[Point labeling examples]
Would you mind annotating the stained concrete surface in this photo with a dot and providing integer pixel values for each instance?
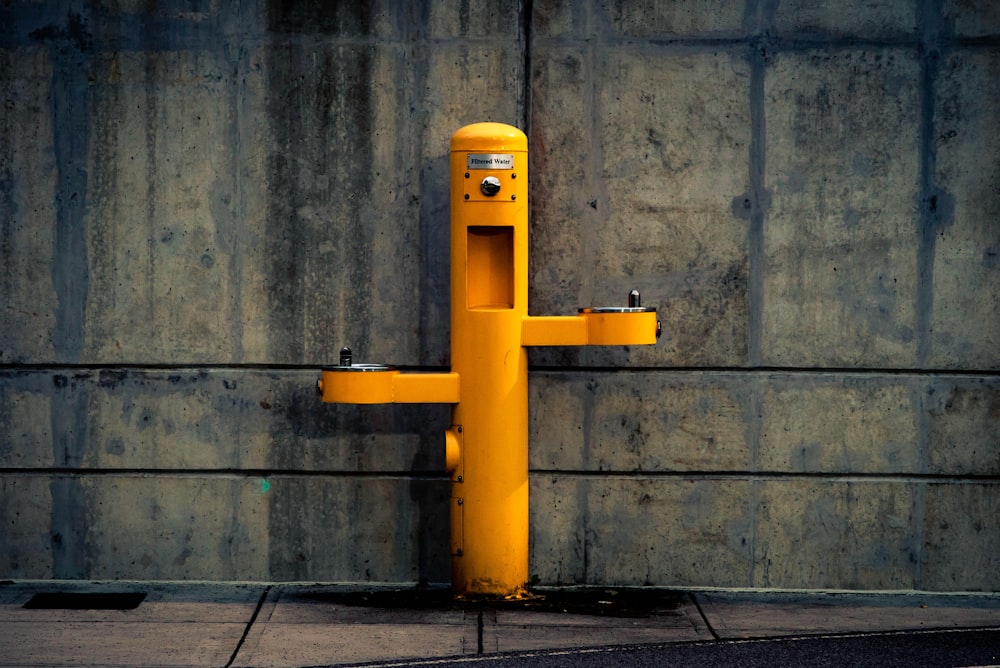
(200, 203)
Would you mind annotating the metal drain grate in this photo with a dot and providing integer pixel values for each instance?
(91, 601)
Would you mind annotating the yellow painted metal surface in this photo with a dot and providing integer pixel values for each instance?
(486, 448)
(489, 301)
(341, 386)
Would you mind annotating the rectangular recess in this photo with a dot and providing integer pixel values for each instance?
(56, 600)
(490, 267)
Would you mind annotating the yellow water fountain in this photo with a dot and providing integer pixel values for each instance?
(486, 446)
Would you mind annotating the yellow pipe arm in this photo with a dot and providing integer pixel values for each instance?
(554, 330)
(425, 388)
(590, 329)
(388, 387)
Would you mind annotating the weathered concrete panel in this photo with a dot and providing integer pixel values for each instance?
(640, 531)
(28, 294)
(25, 512)
(638, 422)
(964, 427)
(174, 527)
(563, 163)
(233, 419)
(837, 425)
(972, 18)
(219, 527)
(475, 19)
(962, 537)
(675, 132)
(26, 424)
(690, 18)
(965, 321)
(820, 534)
(344, 529)
(846, 18)
(160, 260)
(840, 248)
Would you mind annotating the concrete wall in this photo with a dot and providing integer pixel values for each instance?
(201, 202)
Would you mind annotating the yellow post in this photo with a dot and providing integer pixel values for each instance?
(486, 447)
(489, 300)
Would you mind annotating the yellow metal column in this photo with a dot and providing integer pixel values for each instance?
(489, 300)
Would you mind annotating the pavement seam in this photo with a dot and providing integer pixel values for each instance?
(246, 631)
(704, 617)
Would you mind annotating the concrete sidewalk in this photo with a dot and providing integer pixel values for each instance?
(238, 624)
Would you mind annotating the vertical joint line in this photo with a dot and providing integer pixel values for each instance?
(527, 9)
(929, 62)
(759, 201)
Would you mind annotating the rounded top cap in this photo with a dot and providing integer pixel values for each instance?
(489, 137)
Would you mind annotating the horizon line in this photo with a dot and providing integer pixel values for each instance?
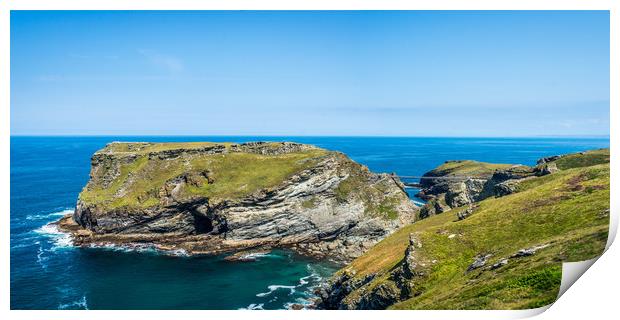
(304, 136)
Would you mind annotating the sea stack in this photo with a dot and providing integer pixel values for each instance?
(208, 198)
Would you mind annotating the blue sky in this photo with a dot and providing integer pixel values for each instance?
(310, 73)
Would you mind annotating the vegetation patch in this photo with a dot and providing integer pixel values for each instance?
(567, 223)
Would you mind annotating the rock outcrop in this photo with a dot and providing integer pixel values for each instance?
(466, 182)
(399, 285)
(206, 198)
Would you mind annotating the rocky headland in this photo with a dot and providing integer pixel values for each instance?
(209, 198)
(491, 236)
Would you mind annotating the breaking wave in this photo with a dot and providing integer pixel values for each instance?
(81, 304)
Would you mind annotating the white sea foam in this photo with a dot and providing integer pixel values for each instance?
(272, 288)
(254, 306)
(59, 238)
(47, 216)
(78, 304)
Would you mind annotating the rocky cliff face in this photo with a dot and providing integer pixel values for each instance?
(521, 227)
(210, 198)
(458, 183)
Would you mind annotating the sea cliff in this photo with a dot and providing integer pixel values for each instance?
(207, 198)
(498, 243)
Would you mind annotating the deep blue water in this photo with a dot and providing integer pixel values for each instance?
(47, 173)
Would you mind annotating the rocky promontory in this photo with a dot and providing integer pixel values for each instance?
(502, 250)
(207, 198)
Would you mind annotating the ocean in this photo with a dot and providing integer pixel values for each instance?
(47, 174)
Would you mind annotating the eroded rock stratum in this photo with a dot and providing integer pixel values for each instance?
(207, 198)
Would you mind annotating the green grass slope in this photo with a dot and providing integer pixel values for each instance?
(567, 211)
(139, 182)
(467, 168)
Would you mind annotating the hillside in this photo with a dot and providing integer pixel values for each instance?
(206, 198)
(506, 252)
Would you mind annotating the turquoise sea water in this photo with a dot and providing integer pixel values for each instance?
(47, 173)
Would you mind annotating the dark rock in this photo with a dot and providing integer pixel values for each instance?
(499, 264)
(529, 251)
(548, 159)
(479, 262)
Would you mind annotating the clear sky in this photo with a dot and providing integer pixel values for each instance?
(310, 73)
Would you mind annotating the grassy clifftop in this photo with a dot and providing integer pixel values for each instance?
(138, 175)
(563, 216)
(467, 168)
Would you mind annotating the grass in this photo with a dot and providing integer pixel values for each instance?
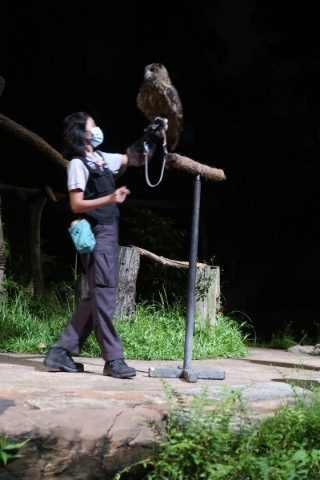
(215, 440)
(157, 331)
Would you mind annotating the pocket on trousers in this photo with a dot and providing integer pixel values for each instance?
(106, 270)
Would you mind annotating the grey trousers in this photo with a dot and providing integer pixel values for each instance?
(95, 312)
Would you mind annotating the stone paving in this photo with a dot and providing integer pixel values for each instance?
(87, 426)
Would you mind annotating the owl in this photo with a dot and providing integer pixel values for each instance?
(157, 97)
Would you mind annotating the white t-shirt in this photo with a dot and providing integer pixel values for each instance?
(78, 173)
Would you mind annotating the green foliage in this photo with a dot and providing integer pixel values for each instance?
(9, 451)
(160, 235)
(207, 439)
(31, 326)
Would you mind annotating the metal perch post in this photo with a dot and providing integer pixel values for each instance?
(186, 372)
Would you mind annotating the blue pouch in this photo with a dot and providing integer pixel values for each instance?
(82, 236)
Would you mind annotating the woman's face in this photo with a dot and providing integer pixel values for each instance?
(89, 125)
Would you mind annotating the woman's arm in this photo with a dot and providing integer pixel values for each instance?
(79, 204)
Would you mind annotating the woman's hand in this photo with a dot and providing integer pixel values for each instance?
(119, 195)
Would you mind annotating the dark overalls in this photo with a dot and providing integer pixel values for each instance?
(95, 312)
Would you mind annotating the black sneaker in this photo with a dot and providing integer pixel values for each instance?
(118, 369)
(59, 358)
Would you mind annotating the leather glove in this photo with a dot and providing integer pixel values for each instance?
(144, 148)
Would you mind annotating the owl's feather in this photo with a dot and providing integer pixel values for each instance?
(158, 97)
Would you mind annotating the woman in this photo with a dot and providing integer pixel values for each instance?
(93, 195)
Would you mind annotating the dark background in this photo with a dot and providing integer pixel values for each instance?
(248, 76)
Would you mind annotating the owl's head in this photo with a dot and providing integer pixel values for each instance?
(156, 70)
(2, 84)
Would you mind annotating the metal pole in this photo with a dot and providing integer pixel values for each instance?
(193, 258)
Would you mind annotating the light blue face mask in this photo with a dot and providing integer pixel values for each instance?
(97, 136)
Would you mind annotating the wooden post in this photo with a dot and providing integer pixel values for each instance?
(129, 263)
(2, 257)
(207, 293)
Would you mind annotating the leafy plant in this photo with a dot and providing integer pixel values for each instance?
(216, 440)
(9, 451)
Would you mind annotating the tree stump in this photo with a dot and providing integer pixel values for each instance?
(207, 293)
(129, 263)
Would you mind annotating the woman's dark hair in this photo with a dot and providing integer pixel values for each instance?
(74, 127)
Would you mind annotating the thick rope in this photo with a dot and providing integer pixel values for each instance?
(191, 166)
(165, 261)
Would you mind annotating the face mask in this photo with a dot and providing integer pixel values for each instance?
(97, 136)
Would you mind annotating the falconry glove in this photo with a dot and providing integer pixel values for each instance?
(144, 148)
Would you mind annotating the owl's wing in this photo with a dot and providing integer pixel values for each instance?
(2, 84)
(159, 100)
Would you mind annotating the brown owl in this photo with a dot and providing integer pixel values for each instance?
(157, 97)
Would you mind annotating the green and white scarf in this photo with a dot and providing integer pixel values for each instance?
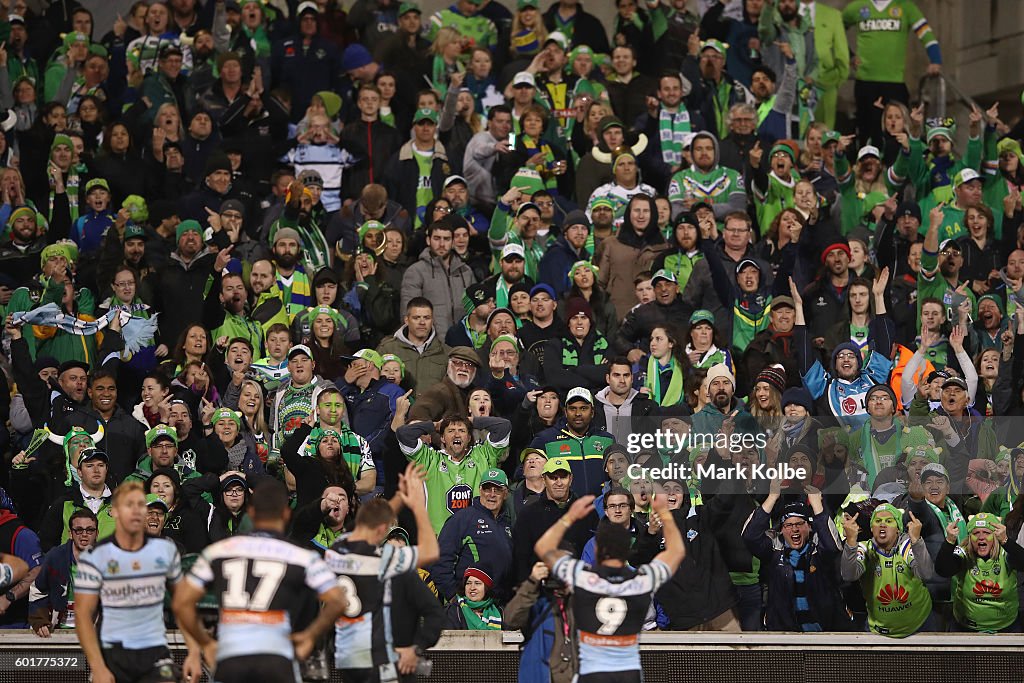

### Exercise goal:
Can you reproduce every line above verbatim, leaving the pictures out?

### Answer to the problem:
Would you mind annotating the stained concrete surface in this photo with a dot and providing integer pixel values for each instance?
(200, 203)
Would you mind annotating the metal drain grate in this photo with a dot and providing integer pixel values for each instance?
(91, 601)
Would you mind annotating the yellow painted metal surface in this photo with a dot and providing integer pixel values for each instance?
(486, 448)
(489, 301)
(341, 386)
Would you mind annotating the rectangular recess in this photo with a dot and providing integer pixel values for each instance?
(56, 600)
(490, 267)
Would you mind annotating the yellow water fountain in this photo with a dot and providing integer pixel values for each instance?
(486, 446)
Would you mind annotating the yellow pipe arm in this photo with a dot and providing integer pixel values for each instance?
(554, 330)
(425, 388)
(590, 329)
(388, 387)
Would you mind annotating the weathered concrete panel in this photo with a dot and providing integer pixel values for each instance?
(640, 531)
(28, 294)
(25, 512)
(638, 422)
(964, 427)
(174, 527)
(563, 163)
(233, 419)
(837, 425)
(972, 18)
(219, 527)
(475, 19)
(962, 537)
(675, 132)
(26, 424)
(690, 18)
(965, 321)
(820, 534)
(344, 529)
(846, 18)
(160, 260)
(840, 248)
Would you mind annotating the concrete wall in this photo with a dot and providing integer pixel values for each instance?
(201, 202)
Would you mind annotating the yellow post in this photo with a dot and providing integer pixel values for each instance?
(486, 447)
(489, 300)
Would you mind annotating the yellow metal column in this photo with a dot and providing integer pixel values for each instance?
(489, 300)
Would you mind annotating the pavement seam in this photo with a dot and providing integer pixel values for each instance?
(246, 631)
(704, 617)
Would you mind annotating the concrete sidewalk in this photo with a dot and providing integer pixel values for each instance?
(238, 624)
Would you mind annotating the vertical joint line in this photo with a dot and providing integer pixel values for each instance?
(527, 9)
(929, 62)
(759, 201)
Would you mind annotating the rounded top cap in this photo with a dot and providing integer pixel values for each instance?
(489, 137)
Would you mind annotating the horizon line in this photo with a dot and providing integer pixel values for each instance?
(304, 136)
Would you mind annotating the sea stack in this photo with a dot and providing integer pixel values for each instance?
(208, 198)
Would you mind annotating the blue sky in this photo with a dot and providing integer pixel values for each instance?
(310, 73)
Would you mind annotating the vegetation patch in this photo with a dot and providing integer pixel values for each instance?
(567, 223)
Would you mind annotating the rock outcrop in this photo with a dot and providing integer pixel values for each instance?
(466, 182)
(399, 285)
(206, 198)
Would you mind annotating the rocky headland in this photo with a dot and providing integer pixel values for each instance?
(209, 198)
(491, 236)
Would you mind annotating the breaking wave in this photo with a dot and providing integer pixel values for each instance?
(81, 304)
Would you mind annotating the white sea foam in this photo with a dot and providing integer pixel values for each instance?
(272, 288)
(254, 306)
(59, 238)
(47, 216)
(78, 304)
Would you mind annotating the rocky cliff face in this photo with a dot and providing integer pixel values for each instance?
(521, 227)
(210, 198)
(458, 183)
Would you mind annotating the sea cliff in this photo with a dot and providing integer pixel values for each instance?
(207, 198)
(498, 243)
Would you mind annotating the deep blue water in this photo with a dot and providing integer pixel values for each instance?
(47, 173)
Would you mind annotating the rocky promontory in this photo with a dot and providing integer pixel values for each instance?
(502, 250)
(207, 198)
Would you mind annotating the ocean in this photo with a dot and providing integer pixel values for each instance?
(47, 174)
Would you mind annotating the eroded rock stratum in this photo with a dot and providing integer pixel values for each instance?
(207, 198)
Would you mind annotating the green grass slope in this photo with a dot and providing integer pixel values for each instance?
(567, 211)
(139, 182)
(467, 168)
Would you mind annotating the hillside in this photo with a dot and providing integer pixel values for each instance?
(206, 198)
(506, 252)
Would you mind annotating the turquoise sea water in this photo with a dot and providing integer pixel values for each instance?
(47, 173)
Would you mind annotating the dark rock in this photo with a dot and providing integer pixel values for each instance?
(499, 264)
(529, 251)
(548, 159)
(479, 262)
Would you mind annotating the clear sky in this photo with a dot and providing integer pixel values for each instance?
(310, 73)
Would you mind annotating the grassy clifftop in this photo with a dot and providing integer pixel values for each instance?
(138, 175)
(563, 216)
(467, 168)
Would you mind annotating the grass in this photo with a dot and providing integer pixel values for each instance?
(215, 440)
(157, 331)
Would you mind annotating the pocket on trousers in this photo with a dot and providing integer pixel values for each instance?
(106, 270)
Would you mind annotating the grey trousers in this photo with a dot and providing integer pixel values for each instance?
(95, 312)
Would you mind annotating the stone paving in this photo with a dot and providing integer pixel values for each instance?
(87, 426)
Would you mind annotating the owl in this photo with a dot and providing integer pixel values for each instance?
(157, 97)
Would you mind annotating the white t-shirt in this photo with a dot and providing integer pixel values for each instance?
(78, 173)
Would you mind annotating the green foliage in this photo with a dot and providing integer pixel values for each instance?
(9, 451)
(160, 235)
(207, 439)
(31, 326)
Would you mind annotating the metal perch post in this photo with a dot and providing integer pixel values for each instance?
(186, 372)
Would you mind annotating the blue pouch in this photo with a dot and providing integer pixel values for each instance?
(82, 236)
Would you mind annotating the woman's face in this photo with a dot and providing integer pixel values for each instance?
(89, 125)
Would you mind annotating the woman's arm in this photo with a dot and providing integer pixel values for each instance?
(79, 204)
Would you mind annotating the woman's hand in this photo with a dot and providing integer pixel values for each instance?
(119, 195)
Would you mind annotating the dark overalls in this photo with a dot and providing integer pixel values for each instance?
(95, 312)
Would you mind annotating the black sneaker in this photo with a dot and providing integer pixel values for each instance?
(118, 369)
(59, 358)
Would you mind annotating the leather glove in this photo with a dot and providing integer pixel values for each instance?
(144, 148)
Would you mind annotating the owl's feather in this photo with a dot and providing integer pixel values for each instance?
(158, 97)
Would you mind annotating the woman in this photo with a dot and providing integer pixel values for each instance?
(93, 195)
Would you mind annotating the dark background in this photo with a dot and providing integer pixel values for each instance?
(248, 76)
Would you mind annotating the owl's head in this photo with a dot and providing integer pixel values for each instance?
(156, 70)
(2, 84)
Would you mind annotating the metal pole in this photo with a dot and providing integer pixel values for each instance?
(193, 258)
Would you mind annotating the light blue face mask in this photo with a dot and providing integer pixel values for each instance?
(97, 136)
Would you mind annotating the wooden post in this photo with a dot and providing integer pixel values for each instance?
(129, 263)
(2, 257)
(207, 293)
Would you mind annotating the leafy plant in this photo with a dot and providing integer pixel values for each instance?
(216, 440)
(9, 451)
Would you mind annotating the tree stump in this photo with a dot and providing integer pixel values for each instance?
(207, 293)
(129, 263)
Would you mind annotating the woman's dark hair in this photo with a dot and providing integer pixel values for each instance?
(74, 127)
Would you mind annotating the thick rope in this photo with a dot and providing integer pixel values for each instance?
(191, 166)
(165, 261)
Would you mind annotating the face mask in this photo with a dot and providing integer pixel values for each instance?
(97, 136)
Would you mind annotating the falconry glove in this photo with a dot and providing integer pixel values for each instance?
(144, 148)
Would you mind annotating the owl's wing in this photo with a dot and providing integer pixel values for each instance?
(2, 84)
(159, 100)
Would you mind annotating the brown owl in this photo with a dot and providing integer pixel values for each instance?
(157, 97)
Would you mind annotating the green and white scarf in this photo with a dot and providing integer pixel values for each instance?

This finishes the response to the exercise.